= İstenenler =
A - Aşağıdaki Erdoğan'ın New York gezisiyle ilgili metne göre şu ifadeler doğru mu: (i) Erdoğan, Central Park'ta çocukların başını okşadı; (ii) Erdoğan, New York'ta Biden'la görüşmeyi başardı; (iii) saray medyası bu görüntülere az yer verdi? Her birine evet ya da hayır deyin ve kararı belirleyen sözleri metinden aynen aktarın.
B - Aşağıdaki Erdoğan'ın New York gezisiyle ilgili metinde hangi yer adları geçiyor? Hepsini sıralayın.
C - Aşağıdaki Erdoğan'ın New York gezisiyle ilgili metni, son cümlesinden sonrasını yazarak sürdürün.

= Metin bölümü =
============================================================
AKP şefi hem lobilerle görüşerek hem onların medyada açtıkları alanı kullanarak ABD emperyalizmine kendini pazarlama imkanı buldu. “ABD’ye, kimse size benden daha iyi uşaklık yapamaz, kimse İsrail’le benden daha iyi ilişki geliştiremez” mesajları veren Tayyip Erdoğan, çöküş aşamasına gelen rejimini korumak için efendilerinden destek bekliyor.

Pazarlama/imaj faaliyetleri arasında AKP şefi ile maiyetinin Manhattan Yarımadası’nda bulunan Central Park’ta tur atması da vardı. Türkiye’de yüze yakın zırhlı özel araç ve yüzlerce otomatik silahlı adam tarafından korunurken, camilere bile böyle giden Tayyip Erdoğan, Central Park’ta “uygar bir lider” görüntüsü verip parkta gördüğü çocukların başını okşadı. Fanilerle bile hatıra fotoğrafları çektirdi.

Saray beslemesi medya bu görüntüleri bol bol servis etti. Ancak görüntülerdeki yapaylık pazarlama hamlesini itici kılıyordu. Buna karşın “imaj tazeleme” gösterisinde önemli bir boşluk kaldı. ABD Başkan Joe Biden ile görüşmek bir yana, fotoğraf karesinde yan yana gelme “şerefine” bile nail olamadı. Biden’le görüşebilmek için günlerce New York’ta avarelik yapan AKP şefi, bu konuda tam bir hüsran yaşadı. Normalde BM Genel Kurulu sırasında ayaküstü de olsa adamlar yan yana gelip bir poz verirlerdi. Ancak Biden bu defa bunu bile Tayyip Erdoğan’dan esirgedi.
============================================================
= Veri kümesi alıntıları =
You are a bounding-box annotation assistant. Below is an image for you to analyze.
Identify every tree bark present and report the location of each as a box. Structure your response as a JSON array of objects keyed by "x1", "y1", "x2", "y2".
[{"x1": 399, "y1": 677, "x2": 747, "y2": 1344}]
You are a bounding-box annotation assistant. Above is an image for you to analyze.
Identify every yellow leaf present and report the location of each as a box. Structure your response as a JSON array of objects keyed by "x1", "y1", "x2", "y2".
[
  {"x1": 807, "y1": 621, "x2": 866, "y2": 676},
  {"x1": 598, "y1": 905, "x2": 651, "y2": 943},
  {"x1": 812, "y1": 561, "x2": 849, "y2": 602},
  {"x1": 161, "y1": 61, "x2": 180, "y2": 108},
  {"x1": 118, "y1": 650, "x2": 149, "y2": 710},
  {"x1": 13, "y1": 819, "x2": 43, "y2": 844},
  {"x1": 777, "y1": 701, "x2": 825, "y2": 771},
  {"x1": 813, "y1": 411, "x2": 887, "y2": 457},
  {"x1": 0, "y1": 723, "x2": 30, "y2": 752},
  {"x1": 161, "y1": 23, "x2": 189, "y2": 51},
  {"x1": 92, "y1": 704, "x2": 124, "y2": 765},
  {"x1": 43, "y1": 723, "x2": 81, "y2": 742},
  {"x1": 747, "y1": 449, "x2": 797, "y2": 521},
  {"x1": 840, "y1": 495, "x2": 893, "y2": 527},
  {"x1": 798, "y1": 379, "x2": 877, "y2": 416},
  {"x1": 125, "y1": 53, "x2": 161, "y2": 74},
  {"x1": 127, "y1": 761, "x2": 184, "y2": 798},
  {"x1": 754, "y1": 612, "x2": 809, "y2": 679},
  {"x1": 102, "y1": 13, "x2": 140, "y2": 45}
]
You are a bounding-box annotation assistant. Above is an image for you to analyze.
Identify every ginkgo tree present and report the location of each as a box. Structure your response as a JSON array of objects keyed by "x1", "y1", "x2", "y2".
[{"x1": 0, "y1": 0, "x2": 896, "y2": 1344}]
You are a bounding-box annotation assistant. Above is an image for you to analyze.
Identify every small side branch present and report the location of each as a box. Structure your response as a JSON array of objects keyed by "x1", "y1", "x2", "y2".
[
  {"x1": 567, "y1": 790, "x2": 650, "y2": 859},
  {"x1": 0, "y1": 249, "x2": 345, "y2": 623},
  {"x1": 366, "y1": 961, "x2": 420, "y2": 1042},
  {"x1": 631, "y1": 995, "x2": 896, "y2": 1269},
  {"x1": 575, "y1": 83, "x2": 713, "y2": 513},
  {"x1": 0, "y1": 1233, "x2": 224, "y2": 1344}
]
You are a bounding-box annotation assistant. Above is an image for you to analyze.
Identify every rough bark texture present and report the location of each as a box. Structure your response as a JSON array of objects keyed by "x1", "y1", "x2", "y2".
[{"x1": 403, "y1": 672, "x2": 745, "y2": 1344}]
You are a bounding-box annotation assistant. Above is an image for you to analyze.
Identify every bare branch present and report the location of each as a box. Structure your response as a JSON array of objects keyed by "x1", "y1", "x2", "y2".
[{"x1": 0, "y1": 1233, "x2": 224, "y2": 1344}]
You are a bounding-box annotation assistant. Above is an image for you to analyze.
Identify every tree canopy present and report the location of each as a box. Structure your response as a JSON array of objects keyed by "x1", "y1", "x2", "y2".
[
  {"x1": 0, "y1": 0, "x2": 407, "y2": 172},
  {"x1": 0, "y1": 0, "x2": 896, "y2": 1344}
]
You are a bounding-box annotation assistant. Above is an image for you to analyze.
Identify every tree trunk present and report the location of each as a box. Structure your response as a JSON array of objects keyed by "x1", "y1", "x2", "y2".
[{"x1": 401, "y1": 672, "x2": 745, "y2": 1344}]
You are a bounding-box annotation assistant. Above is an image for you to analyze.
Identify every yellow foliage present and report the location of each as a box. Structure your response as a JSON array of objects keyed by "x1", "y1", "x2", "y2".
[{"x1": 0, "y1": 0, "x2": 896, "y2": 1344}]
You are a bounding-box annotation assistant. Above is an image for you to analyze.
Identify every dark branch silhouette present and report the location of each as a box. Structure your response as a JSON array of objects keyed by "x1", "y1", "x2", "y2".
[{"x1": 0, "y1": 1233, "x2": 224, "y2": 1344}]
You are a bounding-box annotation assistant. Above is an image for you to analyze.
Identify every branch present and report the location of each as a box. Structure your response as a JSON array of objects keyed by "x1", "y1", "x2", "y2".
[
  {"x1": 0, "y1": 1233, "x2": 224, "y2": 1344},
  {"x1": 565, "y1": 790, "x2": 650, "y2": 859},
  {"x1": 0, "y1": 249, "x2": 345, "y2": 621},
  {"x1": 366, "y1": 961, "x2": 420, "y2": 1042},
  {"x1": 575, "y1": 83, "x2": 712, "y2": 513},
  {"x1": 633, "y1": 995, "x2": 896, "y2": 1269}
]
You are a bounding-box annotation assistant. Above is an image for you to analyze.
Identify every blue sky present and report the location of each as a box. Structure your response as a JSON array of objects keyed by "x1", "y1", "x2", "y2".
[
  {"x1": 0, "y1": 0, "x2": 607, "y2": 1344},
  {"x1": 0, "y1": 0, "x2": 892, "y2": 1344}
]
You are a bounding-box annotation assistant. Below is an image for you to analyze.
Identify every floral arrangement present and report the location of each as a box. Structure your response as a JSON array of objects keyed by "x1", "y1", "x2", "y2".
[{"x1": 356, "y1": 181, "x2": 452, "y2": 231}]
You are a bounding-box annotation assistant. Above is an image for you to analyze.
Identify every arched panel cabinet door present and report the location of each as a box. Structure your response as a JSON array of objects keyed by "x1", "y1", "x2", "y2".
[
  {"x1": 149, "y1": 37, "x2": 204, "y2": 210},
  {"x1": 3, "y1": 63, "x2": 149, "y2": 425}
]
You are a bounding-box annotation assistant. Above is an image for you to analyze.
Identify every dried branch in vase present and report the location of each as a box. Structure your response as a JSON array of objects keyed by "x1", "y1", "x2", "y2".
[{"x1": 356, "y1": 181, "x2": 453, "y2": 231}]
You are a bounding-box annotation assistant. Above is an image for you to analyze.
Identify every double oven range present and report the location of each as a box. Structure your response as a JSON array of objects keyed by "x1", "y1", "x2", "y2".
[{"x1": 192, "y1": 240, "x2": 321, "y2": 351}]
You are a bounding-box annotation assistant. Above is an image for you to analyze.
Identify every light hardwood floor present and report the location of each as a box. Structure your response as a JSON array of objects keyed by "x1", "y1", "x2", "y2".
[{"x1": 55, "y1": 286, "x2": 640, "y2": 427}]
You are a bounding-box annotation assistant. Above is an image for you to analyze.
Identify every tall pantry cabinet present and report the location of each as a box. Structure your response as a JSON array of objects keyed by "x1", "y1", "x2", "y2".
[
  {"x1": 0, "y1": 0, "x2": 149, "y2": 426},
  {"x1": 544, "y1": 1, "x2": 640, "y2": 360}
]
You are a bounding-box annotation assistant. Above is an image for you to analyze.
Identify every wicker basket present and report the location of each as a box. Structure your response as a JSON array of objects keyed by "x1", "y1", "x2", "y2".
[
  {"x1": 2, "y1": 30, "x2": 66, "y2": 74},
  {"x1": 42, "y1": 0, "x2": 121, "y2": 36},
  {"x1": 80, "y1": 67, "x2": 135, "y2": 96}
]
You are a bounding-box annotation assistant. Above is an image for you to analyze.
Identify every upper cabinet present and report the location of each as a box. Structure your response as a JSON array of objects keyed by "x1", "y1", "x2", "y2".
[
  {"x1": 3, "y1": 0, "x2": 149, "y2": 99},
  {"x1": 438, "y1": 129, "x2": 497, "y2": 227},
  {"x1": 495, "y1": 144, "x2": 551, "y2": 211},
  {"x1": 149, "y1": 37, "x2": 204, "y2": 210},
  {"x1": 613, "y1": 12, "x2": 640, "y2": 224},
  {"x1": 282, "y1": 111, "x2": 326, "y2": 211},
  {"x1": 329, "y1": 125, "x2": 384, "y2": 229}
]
============================================================
= Yazılı cevaplar =
A -
(i) Evet: "parkta gördüğü çocukların başını okşadı"
(ii) Hayır: "Biden’le görüşebilmek için günlerce New York’ta avarelik yapan AKP şefi, bu konuda tam bir hüsran yaşadı"
(iii) Hayır: "Saray beslemesi medya bu görüntüleri bol bol servis etti."

B - ABD, İsrail, Manhattan Yarımadası, Central Park, Türkiye, New York

C -
Biden’ın dikkate almaması, dinci-gerici sahtekarların şişirdiği “dünya lideri Tayyip Erdoğan” balonunun havasını boşaltı. Erdoğan Yahudi lobileriyle yaptığı görüşmeler ve orada örgütlenen AKP güdümündeki vakıfları ziyaret ettikten sonra birkaç gün avarelik yapmak durumunda kaldı. Belli ki, aracılar ve milyonlarca dolarlar ödenen danışma şirketleri Biden’ı AKP şefiyle görüşme konusunda ikna edememişler.

Biden’ın yaşattığı hüsrana rağmen, ziyaretin kısmen amacına ulaştığı söylenebilir. Zira AKP ile Yahudi lobileri ve İsrail’le ilişkilerin geliştirilmesine katkı sağlamıştır. Tayyip Erdoğan İsrail kapıları açılınca, Siyonist rejim üzerinden Biden’ın kapasını açmaya çalışacaktır. Muvaffak olması kolay görünmüyor. Yine de İsrail’e sunacağı hizmetlerin bunu sağlama ihtimali var.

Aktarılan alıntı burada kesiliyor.